# SS 24.02.18 - Khachaturian #2



## realdealblues (Mar 3, 2010)

A continuation of the Saturday Symphonies Tradition:

Welcome to another weekend of symphonic listening! 
_*
*_For your listening pleasure this weekend:*

Aram Khachaturian (1903 - 1978)*

Symphony No. 2 in E minor

1. Andante maestoso
2. Allegro risoluto
3. Andante sostenuto
4. Andante mosso - allegro sostenuto. Maestoso

---------------------

Post what recording you are going to listen to giving details of Orchestra / Conductor / Chorus / Soloists etc - Enjoy!


----------



## realdealblues (Mar 3, 2010)

Another weekend is upon us and this week it's Armenian composer Aram Khachaturian's Second Symphony. I'm not real familiar with this one as I believe I've only heard it once or twice so I'm looking forward to giving it a listen.

I'll be listening to the composer conduct the Vienna Philharmonic which is also available on YouTube for those without a recording:




Aram Kchachaturian/Vienna Philharmonic Orchestra


----------



## Orfeo (Nov 14, 2013)

I'll go for this (in the original, more cogent version)


----------



## Haydn man (Jan 25, 2014)

I will try this version


----------



## Mika (Jul 24, 2009)

I have this one, so it will be my choice


----------



## Malx (Jun 18, 2017)

I have no recordings of this Symphony in my collection so will try something via Spotify when the opportunity arises.


----------



## D Smith (Sep 13, 2014)

This one for me as well.



Mika said:


> View attachment 101798
> 
> I have this one, so it will be my choice


----------



## KenOC (Mar 7, 2011)

YouTube has several performances. The one that seemed to have the best sound is by Neeme Jarvi and the Royal Scottish National Orchestra. I made a playlist that includes all four movements:

https://www.youtube.com/playlist?list=PL0uwWr_EcxnIy-XJHxzK9IdZcRaQ7nZCU

This is the one that Orfeo posted about earlier.


----------



## MusicSybarite (Aug 17, 2017)

Orfeo said:


> I'll go for this (in the original, more cogent version)


This is the best performance of this work IMHO. Järvi and the RSNO did an amazing job in this epic symphony, a strong favorite of mine.


----------



## leonsm (Jan 15, 2011)

A favorite of mine, I'm listening a lot to this symphony in the past few months. I'll have this for now (on Spotify):


----------



## Pugg (Aug 8, 2014)

I am going with this one later.


----------



## KenOC (Mar 7, 2011)

For people listening online, there are some notes on this symphony on Wiki:

https://en.wikipedia.org/wiki/Symphony_No._2_(Khachaturian)


----------



## elgar's ghost (Aug 8, 2010)

◆ RECORDS ◆

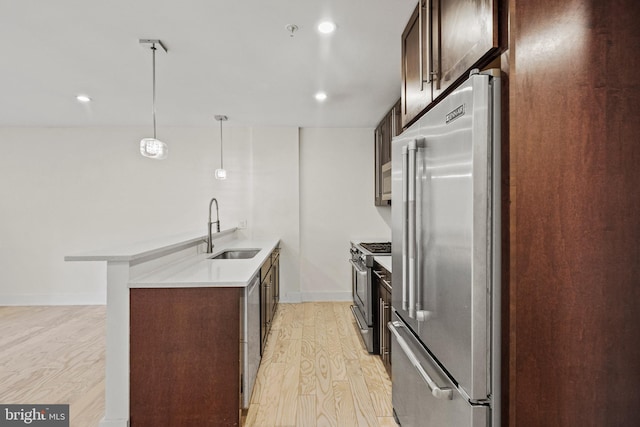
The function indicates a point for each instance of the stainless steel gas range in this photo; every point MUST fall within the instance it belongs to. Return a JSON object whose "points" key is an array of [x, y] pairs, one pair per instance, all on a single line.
{"points": [[362, 254]]}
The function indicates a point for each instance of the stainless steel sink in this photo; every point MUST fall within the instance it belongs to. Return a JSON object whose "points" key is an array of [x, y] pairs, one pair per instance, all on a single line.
{"points": [[236, 254]]}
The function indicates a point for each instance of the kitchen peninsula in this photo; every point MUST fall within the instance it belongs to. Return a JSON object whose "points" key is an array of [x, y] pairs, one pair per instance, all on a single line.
{"points": [[174, 319]]}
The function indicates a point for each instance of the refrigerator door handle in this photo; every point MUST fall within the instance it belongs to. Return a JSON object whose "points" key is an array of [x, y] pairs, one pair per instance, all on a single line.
{"points": [[411, 225], [405, 231], [437, 392]]}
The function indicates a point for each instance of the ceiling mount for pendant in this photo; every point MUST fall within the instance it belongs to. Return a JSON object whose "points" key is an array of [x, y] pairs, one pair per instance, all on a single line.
{"points": [[221, 173], [291, 28], [153, 148]]}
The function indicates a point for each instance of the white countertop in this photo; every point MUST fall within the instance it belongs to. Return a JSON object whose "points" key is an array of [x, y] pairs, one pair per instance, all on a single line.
{"points": [[384, 261], [146, 249], [200, 271]]}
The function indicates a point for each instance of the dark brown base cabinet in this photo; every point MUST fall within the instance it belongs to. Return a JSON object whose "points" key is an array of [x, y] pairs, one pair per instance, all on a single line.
{"points": [[269, 294], [185, 352], [382, 280], [185, 357]]}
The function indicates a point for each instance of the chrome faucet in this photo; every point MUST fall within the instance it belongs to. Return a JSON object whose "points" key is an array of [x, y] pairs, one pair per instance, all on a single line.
{"points": [[217, 222]]}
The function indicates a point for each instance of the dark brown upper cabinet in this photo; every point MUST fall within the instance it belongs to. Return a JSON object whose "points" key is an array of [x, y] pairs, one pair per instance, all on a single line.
{"points": [[384, 133], [442, 42]]}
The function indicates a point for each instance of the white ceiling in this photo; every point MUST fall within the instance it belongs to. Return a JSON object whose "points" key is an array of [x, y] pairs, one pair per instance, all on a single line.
{"points": [[225, 57]]}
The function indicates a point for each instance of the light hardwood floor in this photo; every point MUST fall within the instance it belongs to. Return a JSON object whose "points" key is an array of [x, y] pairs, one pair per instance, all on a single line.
{"points": [[314, 372], [51, 355]]}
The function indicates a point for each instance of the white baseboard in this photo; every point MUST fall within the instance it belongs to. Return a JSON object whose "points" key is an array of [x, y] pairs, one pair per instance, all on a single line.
{"points": [[318, 296], [54, 299]]}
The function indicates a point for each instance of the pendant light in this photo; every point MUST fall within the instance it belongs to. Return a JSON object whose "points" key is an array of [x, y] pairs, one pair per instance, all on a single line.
{"points": [[221, 173], [153, 148]]}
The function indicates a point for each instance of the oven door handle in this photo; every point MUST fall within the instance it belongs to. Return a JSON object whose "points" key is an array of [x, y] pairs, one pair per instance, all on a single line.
{"points": [[353, 311], [357, 267]]}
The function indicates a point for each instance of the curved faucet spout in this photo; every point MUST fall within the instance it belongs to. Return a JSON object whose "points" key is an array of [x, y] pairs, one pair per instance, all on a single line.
{"points": [[209, 224]]}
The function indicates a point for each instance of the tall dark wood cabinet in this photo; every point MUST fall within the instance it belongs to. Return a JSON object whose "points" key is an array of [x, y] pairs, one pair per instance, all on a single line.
{"points": [[442, 41], [572, 267]]}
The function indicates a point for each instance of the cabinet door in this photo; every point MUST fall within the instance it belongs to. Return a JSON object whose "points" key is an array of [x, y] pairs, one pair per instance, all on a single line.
{"points": [[184, 357], [468, 34], [416, 64], [396, 121], [265, 309], [377, 167]]}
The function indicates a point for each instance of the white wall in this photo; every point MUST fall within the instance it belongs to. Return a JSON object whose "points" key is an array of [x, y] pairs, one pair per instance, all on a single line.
{"points": [[336, 205], [276, 207], [71, 190], [65, 191]]}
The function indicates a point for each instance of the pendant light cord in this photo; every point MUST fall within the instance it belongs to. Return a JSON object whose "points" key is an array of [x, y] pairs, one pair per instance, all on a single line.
{"points": [[221, 166], [153, 107]]}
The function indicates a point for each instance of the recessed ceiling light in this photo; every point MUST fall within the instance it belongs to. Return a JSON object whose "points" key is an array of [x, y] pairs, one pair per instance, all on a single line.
{"points": [[326, 27]]}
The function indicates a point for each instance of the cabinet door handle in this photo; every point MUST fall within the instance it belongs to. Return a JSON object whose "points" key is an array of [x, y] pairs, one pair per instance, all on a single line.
{"points": [[381, 324], [421, 31]]}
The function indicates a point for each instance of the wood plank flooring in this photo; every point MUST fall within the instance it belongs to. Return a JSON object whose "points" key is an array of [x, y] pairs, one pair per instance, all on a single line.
{"points": [[51, 355], [314, 372]]}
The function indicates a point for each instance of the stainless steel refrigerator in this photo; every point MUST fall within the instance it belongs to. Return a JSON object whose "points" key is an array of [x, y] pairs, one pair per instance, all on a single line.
{"points": [[446, 261]]}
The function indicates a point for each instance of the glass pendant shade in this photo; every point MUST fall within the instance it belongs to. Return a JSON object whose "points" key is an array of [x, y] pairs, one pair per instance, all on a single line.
{"points": [[221, 174], [153, 148]]}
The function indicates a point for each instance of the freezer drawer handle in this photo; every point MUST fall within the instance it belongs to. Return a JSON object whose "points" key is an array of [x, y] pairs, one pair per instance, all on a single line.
{"points": [[437, 392]]}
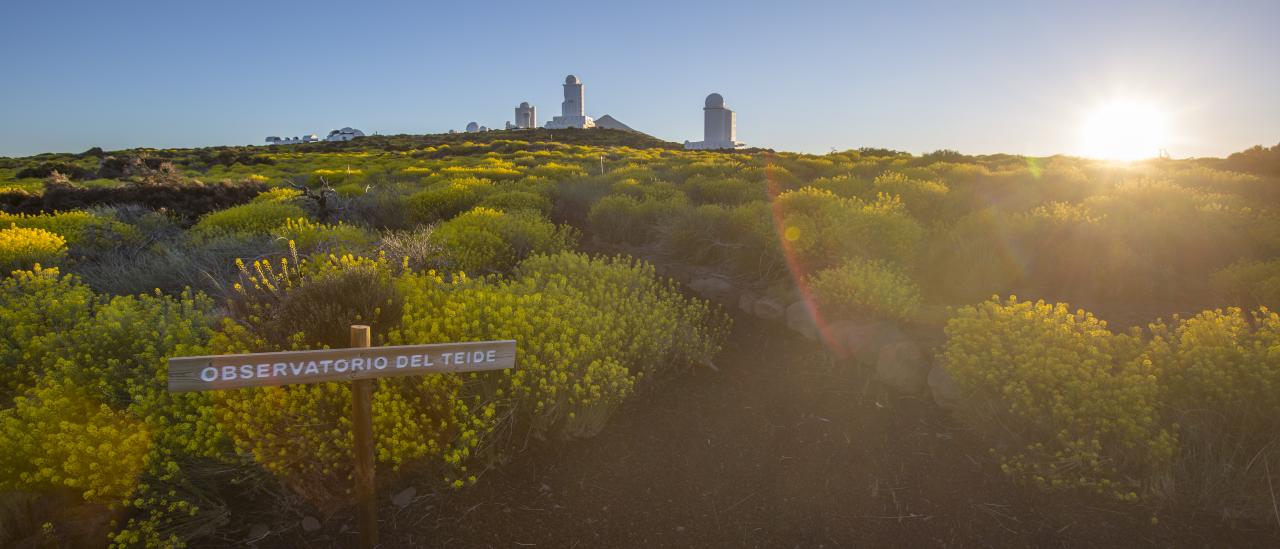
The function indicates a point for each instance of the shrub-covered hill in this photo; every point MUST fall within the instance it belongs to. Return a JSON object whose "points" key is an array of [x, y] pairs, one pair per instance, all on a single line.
{"points": [[114, 261]]}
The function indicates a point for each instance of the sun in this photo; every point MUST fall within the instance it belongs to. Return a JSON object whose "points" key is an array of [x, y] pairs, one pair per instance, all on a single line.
{"points": [[1124, 129]]}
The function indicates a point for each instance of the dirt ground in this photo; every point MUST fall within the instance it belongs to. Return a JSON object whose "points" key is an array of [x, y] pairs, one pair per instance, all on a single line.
{"points": [[782, 447]]}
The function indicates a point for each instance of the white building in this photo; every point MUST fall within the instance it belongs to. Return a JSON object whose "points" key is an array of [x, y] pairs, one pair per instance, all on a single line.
{"points": [[526, 117], [574, 109], [720, 127], [612, 123], [293, 140], [344, 135]]}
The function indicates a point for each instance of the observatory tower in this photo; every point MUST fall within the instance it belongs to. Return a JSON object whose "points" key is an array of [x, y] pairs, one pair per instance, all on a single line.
{"points": [[720, 126], [574, 109]]}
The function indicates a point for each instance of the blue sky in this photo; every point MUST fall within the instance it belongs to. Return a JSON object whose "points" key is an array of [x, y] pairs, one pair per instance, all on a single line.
{"points": [[977, 77]]}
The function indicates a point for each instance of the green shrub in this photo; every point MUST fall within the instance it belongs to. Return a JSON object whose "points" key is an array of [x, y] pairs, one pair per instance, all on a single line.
{"points": [[490, 241], [821, 229], [926, 200], [516, 201], [1065, 402], [254, 218], [723, 191], [615, 325], [21, 248], [1249, 283], [622, 218], [412, 248], [1220, 373], [739, 239], [312, 302], [311, 237], [865, 287], [443, 201]]}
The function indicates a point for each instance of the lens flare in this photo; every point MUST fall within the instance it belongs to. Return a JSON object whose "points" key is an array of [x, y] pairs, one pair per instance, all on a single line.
{"points": [[1124, 129]]}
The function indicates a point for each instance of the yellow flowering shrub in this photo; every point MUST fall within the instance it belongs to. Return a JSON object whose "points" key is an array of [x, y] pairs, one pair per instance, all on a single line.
{"points": [[60, 437], [1065, 402], [254, 218], [865, 287], [588, 330], [77, 228], [91, 410], [283, 195], [314, 301], [36, 307], [492, 241], [1221, 376], [22, 247]]}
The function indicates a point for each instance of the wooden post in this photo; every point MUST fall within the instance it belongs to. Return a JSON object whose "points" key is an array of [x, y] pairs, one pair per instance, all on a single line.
{"points": [[362, 445]]}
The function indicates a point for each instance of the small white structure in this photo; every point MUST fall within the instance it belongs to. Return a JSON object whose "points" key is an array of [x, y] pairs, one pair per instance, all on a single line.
{"points": [[574, 109], [344, 135], [720, 127], [526, 117], [293, 140], [612, 123]]}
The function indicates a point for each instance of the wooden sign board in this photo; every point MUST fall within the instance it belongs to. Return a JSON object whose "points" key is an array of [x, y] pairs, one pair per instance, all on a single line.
{"points": [[233, 371]]}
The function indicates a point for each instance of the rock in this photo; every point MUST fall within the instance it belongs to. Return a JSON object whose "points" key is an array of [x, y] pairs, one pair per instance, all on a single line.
{"points": [[903, 366], [405, 497], [711, 287], [768, 309], [257, 531], [800, 319], [944, 388], [863, 341]]}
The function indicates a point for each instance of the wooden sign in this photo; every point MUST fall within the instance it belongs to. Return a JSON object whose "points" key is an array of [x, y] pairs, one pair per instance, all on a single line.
{"points": [[359, 365], [233, 371]]}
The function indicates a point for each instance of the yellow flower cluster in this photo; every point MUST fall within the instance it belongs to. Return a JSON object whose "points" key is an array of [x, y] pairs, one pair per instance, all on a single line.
{"points": [[22, 247], [78, 228], [90, 411]]}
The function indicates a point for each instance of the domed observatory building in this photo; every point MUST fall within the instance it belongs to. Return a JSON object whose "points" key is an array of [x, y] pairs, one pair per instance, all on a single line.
{"points": [[526, 117], [574, 109], [720, 127]]}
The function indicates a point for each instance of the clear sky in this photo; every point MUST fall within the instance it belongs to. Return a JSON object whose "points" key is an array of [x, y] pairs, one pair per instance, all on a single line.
{"points": [[977, 77]]}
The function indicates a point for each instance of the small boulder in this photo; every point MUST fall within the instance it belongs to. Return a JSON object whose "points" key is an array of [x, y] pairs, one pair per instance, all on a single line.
{"points": [[711, 287], [768, 309], [864, 339], [405, 497], [903, 366], [800, 319], [257, 531], [944, 388]]}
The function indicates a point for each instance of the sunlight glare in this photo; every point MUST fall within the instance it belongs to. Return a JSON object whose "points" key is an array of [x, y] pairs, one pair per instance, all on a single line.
{"points": [[1125, 131]]}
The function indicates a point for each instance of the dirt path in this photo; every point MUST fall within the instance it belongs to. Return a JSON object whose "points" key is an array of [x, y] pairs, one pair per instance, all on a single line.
{"points": [[780, 448]]}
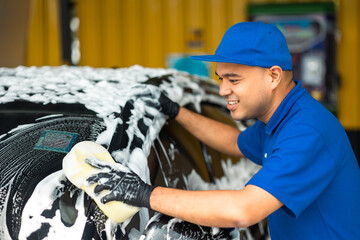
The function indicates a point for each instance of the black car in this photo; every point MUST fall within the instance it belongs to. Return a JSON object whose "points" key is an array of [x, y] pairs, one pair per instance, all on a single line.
{"points": [[44, 111]]}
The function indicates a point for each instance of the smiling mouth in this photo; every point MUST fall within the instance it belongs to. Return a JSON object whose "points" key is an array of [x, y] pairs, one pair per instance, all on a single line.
{"points": [[233, 102]]}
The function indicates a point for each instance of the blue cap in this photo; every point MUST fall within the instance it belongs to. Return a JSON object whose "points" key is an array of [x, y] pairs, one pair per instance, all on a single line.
{"points": [[253, 44]]}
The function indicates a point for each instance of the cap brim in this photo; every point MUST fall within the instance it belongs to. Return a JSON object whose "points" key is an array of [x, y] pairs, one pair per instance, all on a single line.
{"points": [[209, 58], [216, 58]]}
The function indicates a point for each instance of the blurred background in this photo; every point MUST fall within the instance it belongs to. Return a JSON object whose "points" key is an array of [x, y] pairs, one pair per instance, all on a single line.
{"points": [[323, 38]]}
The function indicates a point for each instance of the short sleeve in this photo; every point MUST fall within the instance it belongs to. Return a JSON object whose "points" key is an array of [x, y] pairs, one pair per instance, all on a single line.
{"points": [[250, 142], [299, 168]]}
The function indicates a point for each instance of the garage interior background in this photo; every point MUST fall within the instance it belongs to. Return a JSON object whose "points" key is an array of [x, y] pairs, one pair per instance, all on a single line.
{"points": [[157, 33]]}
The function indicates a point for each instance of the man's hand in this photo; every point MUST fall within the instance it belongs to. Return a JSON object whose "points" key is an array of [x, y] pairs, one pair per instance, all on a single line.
{"points": [[168, 107], [124, 186], [163, 104]]}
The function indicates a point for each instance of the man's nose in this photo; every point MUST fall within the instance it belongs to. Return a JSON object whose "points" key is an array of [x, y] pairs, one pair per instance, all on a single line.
{"points": [[224, 88]]}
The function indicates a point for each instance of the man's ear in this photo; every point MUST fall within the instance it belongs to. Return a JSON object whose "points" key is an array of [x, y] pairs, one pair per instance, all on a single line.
{"points": [[276, 75]]}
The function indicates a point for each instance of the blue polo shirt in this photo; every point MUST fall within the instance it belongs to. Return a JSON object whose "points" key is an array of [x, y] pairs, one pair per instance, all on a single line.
{"points": [[308, 164]]}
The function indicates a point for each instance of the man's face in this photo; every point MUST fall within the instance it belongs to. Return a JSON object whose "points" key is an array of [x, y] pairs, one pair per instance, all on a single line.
{"points": [[246, 89]]}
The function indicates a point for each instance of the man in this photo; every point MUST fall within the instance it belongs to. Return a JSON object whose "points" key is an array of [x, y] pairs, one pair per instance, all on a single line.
{"points": [[309, 185]]}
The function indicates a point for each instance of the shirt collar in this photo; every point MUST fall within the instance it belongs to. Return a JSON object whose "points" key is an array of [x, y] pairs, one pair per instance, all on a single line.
{"points": [[284, 107]]}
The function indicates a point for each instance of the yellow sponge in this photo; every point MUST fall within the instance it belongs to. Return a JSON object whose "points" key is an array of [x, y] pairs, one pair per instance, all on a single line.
{"points": [[77, 171]]}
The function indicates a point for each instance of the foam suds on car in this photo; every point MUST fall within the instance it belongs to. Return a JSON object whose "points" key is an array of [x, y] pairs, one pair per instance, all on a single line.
{"points": [[106, 92]]}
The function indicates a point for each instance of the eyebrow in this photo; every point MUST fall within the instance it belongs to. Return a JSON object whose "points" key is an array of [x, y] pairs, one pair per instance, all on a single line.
{"points": [[228, 75]]}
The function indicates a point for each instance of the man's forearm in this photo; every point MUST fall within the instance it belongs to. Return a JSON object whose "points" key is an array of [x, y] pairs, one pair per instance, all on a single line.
{"points": [[217, 208], [206, 208], [217, 135]]}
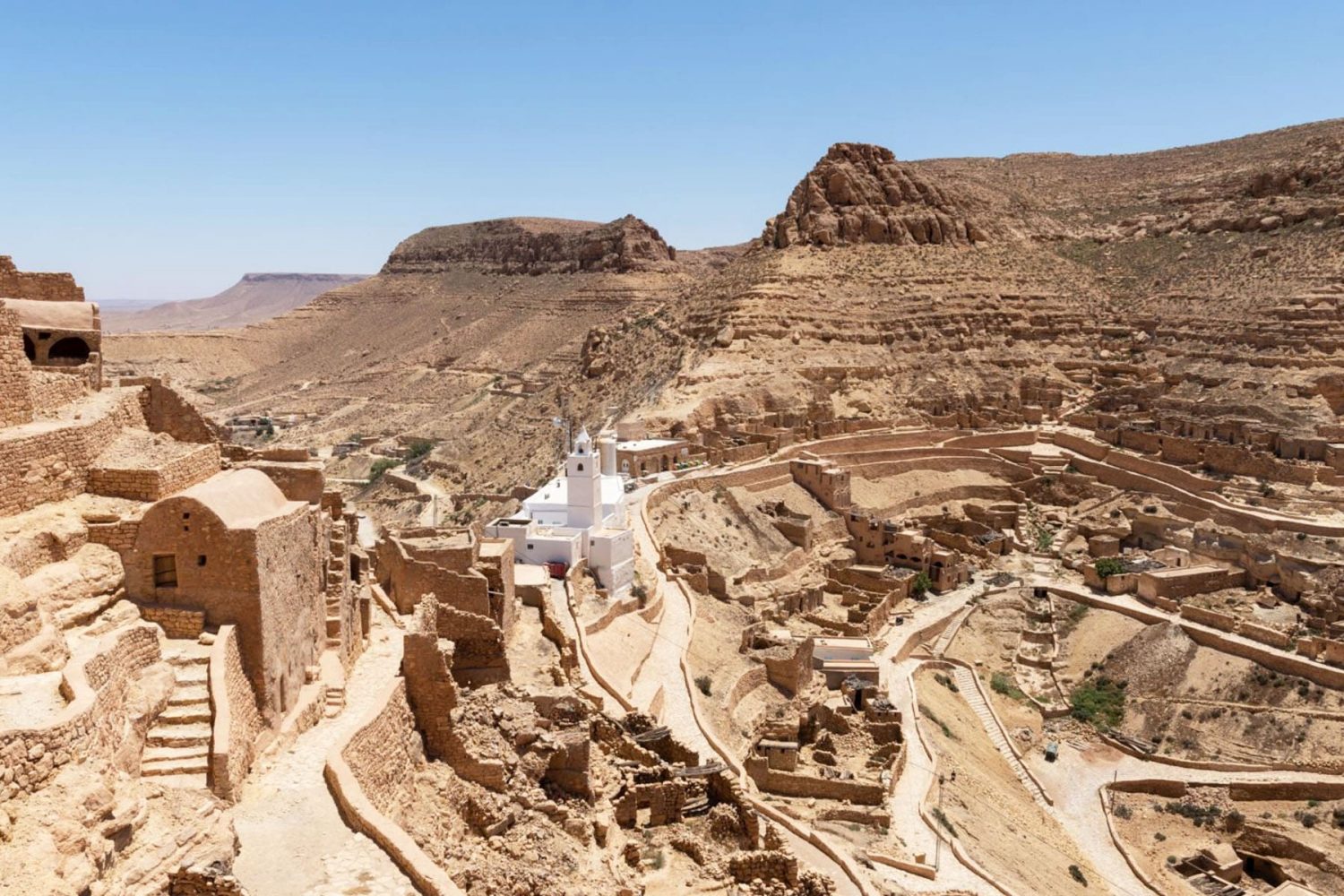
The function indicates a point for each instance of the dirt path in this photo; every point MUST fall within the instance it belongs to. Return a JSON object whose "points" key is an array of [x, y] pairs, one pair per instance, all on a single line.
{"points": [[292, 839]]}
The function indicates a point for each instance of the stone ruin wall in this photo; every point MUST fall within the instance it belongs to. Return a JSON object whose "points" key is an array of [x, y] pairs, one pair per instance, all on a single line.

◆ EXERCISE REQUIREMENTS ◆
(A) According to the Khachaturian thread, which conductor and orchestra gave the YouTube performance that KenOC says seemed to have the best sound?
(B) Transcribe the Khachaturian thread from "## leonsm (Jan" up to and including "(Aug 8, 2014)".
These rows come from a separate source and have no connection to the Khachaturian thread.

◆ PROBLEM SOLUTIONS ◆
(A) Neeme Jarvi and the Royal Scottish National Orchestra.

(B)
## leonsm (Jan 15, 2011)

A favorite of mine, I'm listening a lot to this symphony in the past few months. I'll have this for now (on Spotify):


----------



## Pugg (Aug 8, 2014)